EXTRAIT DU TEXTE –
•••••
Il est urgent, comme jamais auparavant, de respecter pleinement les objectifs et les principes de la Charte des Nations unies, en particulier l'égalité souveraine des États, l'autodétermination des peuples, le règlement pacifique des différends et le rejet de la menace ou de l'usage de la force contre l'intégrité territoriale ou l'indépendance politique de tout État.
Elle requiert la volonté et l'effort inébranlables de tous en faveur de l'unité, de l'intégration et de la paix. Nous réaffirmons à cet égard la pertinence absolue de la proclamation de l'Amérique latine et des Caraïbes comme zone de paix, dans laquelle nous affirmons l'engagement de bannir à jamais de la région l'usage et la menace de l'usage de la force.
Les événements dramatiques et précipités survenus en Syrie, qui ont conduit à un changement de pouvoir dans cette nation arabe, s'inscrivent dans le cadre d'un remodelage dangereux et risqué de la région du Moyen-Orient pour servir les intérêts des États-Unis, d'Israël et de l'Occident.
Nous appelons fermement à la préservation de la souveraineté, de l'intégrité territoriale et de l'indépendance de la Syrie, ainsi qu'à l'unité de son peuple.
Chers chefs d'État et de gouvernement, chers amis :
La tendance croissante à prendre des mesures coercitives unilatérales contre les pays qui ne se soumettent pas à l'hégémonie impériale, causant des dommages directs, intentionnels et politiquement motivés à la souveraineté et à l'indépendance des États contre lesquels elles sont dirigées, est extrêmement alarmante. Elles violent le principe de non-ingérence dans les affaires intérieures et entravent les efforts des nations pour promouvoir la pleine jouissance des droits de l'homme.
Une fois de plus, nous demandons l'élimination complète, immédiate et inconditionnelle de toutes les mesures coercitives unilatérales (Applaudissements), qui est une demande historique de la communauté internationale incarnée dans les résolutions de l'Assemblée générale des Nations unies et du Conseil des droits de l'homme, ainsi que dans de nombreuses déclarations du Mouvement des non-alignés, du Groupe des 77 et de la Chine, et du Groupe des amis pour la défense de la Charte des Nations unies.
Depuis 62 ans, le gouvernement des États-Unis impose à Cuba le système de mesures coercitives unilatérales le plus sévère et le plus long jamais appliqué à une nation.
Il s'agit d'un acte délibéré de guerre économique de la part d'un empire puissant contre une petite nation en voie de développement. Il constitue une violation massive, flagrante et systématique des droits de l'homme de tous les Cubains et appelle à une répudiation quasi unanime de la part de la communauté internationale.
Depuis 2019, le blocus contre Cuba a pris une dimension extrême, beaucoup plus cruelle et inhumaine, qui se traduit non seulement par des coûts très élevés en termes de ressources matérielles et financières, mais qui pèse également sur la vie quotidienne de notre nation jusqu'à des limites insoutenables.
•••••
ENTRÉES EXTRAITES –
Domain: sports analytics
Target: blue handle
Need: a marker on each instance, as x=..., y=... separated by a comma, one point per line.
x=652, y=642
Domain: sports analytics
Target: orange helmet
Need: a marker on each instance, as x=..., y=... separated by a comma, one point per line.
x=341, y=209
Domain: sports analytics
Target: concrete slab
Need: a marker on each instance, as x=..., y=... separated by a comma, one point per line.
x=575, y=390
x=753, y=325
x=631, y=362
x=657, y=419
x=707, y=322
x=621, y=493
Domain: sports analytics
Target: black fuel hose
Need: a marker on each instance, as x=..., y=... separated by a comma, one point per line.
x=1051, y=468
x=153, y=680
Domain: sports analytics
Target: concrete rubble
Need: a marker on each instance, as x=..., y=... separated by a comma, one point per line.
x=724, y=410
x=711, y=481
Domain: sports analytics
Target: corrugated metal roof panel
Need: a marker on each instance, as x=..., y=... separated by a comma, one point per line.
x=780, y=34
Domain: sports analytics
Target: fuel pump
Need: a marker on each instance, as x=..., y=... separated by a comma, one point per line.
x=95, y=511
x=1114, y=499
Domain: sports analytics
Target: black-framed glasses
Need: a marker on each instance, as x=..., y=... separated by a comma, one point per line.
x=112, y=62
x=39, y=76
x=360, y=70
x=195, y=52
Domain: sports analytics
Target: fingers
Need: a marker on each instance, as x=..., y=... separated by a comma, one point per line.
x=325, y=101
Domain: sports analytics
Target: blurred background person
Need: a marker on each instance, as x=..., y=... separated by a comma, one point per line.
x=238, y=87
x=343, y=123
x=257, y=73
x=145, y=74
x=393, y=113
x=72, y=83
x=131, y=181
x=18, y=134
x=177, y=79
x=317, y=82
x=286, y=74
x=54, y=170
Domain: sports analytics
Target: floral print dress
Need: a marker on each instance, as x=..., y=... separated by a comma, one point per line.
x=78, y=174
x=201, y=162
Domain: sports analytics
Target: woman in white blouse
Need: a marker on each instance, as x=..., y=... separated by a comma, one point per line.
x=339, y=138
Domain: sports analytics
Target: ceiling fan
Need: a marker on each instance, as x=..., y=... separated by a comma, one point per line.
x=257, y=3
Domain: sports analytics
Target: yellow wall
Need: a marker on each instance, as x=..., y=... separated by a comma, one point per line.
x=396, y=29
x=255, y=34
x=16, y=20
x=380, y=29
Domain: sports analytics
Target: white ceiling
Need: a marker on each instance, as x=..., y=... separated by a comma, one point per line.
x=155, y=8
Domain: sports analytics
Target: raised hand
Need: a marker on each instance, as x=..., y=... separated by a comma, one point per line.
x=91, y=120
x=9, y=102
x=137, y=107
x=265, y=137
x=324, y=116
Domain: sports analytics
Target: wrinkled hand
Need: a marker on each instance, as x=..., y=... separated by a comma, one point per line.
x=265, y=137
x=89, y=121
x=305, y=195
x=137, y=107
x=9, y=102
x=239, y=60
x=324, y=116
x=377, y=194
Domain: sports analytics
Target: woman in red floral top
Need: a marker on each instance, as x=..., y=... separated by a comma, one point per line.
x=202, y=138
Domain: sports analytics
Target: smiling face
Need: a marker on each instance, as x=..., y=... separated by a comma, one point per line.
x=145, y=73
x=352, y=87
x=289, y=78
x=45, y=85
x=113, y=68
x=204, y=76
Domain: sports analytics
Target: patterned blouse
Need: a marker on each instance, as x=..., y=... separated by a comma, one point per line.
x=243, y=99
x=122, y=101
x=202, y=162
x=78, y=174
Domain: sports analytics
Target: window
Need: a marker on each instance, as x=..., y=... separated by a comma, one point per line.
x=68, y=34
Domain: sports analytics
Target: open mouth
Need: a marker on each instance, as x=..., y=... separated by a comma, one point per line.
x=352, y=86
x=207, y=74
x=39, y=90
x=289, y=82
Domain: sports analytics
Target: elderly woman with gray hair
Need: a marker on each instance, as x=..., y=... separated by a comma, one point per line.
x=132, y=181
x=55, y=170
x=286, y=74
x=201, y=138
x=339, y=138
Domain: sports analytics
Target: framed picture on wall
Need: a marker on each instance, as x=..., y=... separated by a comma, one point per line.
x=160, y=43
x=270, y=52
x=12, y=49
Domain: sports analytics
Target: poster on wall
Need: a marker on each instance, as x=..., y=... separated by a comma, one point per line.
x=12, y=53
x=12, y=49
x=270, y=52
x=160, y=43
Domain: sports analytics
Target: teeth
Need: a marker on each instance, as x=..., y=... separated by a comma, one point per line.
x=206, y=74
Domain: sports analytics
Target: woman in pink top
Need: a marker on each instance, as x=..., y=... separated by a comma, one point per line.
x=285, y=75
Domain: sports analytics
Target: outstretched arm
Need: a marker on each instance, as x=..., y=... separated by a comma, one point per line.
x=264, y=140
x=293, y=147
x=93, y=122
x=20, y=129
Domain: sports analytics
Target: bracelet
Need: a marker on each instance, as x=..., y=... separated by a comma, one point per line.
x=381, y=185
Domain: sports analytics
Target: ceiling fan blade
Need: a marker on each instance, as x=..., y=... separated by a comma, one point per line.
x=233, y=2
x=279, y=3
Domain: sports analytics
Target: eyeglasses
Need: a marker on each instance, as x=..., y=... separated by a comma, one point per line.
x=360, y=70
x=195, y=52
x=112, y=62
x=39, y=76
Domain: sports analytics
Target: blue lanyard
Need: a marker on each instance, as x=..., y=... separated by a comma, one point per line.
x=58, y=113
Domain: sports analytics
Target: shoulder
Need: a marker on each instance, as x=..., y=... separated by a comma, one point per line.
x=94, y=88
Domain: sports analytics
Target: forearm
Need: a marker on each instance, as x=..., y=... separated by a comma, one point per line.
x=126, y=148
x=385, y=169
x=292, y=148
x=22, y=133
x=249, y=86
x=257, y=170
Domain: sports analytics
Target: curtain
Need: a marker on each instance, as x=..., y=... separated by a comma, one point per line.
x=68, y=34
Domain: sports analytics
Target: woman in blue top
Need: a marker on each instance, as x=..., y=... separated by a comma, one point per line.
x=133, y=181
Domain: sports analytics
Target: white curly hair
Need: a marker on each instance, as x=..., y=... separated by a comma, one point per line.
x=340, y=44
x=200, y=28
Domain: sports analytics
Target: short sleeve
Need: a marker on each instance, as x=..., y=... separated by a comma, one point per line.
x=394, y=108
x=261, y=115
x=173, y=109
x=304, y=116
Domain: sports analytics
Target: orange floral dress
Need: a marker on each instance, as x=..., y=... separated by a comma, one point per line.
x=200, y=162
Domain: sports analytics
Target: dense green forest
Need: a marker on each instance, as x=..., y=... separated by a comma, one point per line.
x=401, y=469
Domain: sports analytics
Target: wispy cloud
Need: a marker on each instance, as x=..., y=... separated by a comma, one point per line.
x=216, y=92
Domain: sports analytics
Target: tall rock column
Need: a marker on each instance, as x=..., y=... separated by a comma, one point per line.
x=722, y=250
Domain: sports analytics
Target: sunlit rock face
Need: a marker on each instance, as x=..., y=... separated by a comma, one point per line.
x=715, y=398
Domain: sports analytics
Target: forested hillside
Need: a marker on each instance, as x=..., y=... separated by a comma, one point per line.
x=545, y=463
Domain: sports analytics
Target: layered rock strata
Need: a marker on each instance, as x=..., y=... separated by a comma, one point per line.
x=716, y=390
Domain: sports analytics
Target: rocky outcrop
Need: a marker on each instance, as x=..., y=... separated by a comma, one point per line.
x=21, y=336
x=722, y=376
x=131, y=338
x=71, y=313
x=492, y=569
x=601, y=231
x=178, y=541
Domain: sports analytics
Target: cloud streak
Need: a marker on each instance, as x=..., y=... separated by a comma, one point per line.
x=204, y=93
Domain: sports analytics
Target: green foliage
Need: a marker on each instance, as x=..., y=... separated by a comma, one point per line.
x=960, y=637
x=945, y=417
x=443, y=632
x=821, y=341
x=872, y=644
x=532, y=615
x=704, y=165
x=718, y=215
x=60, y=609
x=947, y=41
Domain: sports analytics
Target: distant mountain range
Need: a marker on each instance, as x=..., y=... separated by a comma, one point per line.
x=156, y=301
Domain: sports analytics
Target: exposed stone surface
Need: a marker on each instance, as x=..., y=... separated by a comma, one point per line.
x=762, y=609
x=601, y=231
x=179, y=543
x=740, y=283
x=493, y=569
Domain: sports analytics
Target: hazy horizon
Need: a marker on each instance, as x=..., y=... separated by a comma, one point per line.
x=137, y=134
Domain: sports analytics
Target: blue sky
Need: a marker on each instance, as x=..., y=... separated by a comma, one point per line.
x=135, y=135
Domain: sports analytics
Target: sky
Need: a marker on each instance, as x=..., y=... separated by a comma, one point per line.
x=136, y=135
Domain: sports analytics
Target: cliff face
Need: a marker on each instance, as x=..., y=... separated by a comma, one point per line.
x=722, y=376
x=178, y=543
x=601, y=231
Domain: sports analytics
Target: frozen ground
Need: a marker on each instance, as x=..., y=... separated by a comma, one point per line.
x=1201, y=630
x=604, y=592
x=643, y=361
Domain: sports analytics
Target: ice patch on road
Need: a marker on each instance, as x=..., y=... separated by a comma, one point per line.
•••••
PROBLÈMES À RÉSOUDRE –
1. Mettez à jour le passage de l'extrait qui commence par les mots contenant « Il est urgent, comme » et se termine par « de tout État. », en remplaçant « pacifique » par « négocié ».
2. Traduisez en anglais cette phrase de l'extrait : « Nous appelons fermement à la préservation de la souveraineté, de l'intégrité territoriale et de l'indépendance de la Syrie, ainsi qu'à l'unité de son peuple. »

CORRIGÉ DES EXERCICES –
1.
Il est urgent, comme jamais auparavant, de respecter pleinement les objectifs et les principes de la Charte des Nations unies, en particulier l'égalité souveraine des États, l'autodétermination des peuples, le règlement négocié des différends et le rejet de la menace ou de l'usage de la force contre l'intégrité territoriale ou l'indépendance politique de tout État.

2. We firmly call for the preservation of the sovereignty, territorial integrity and independence of Syria, as well as for the unity of its people.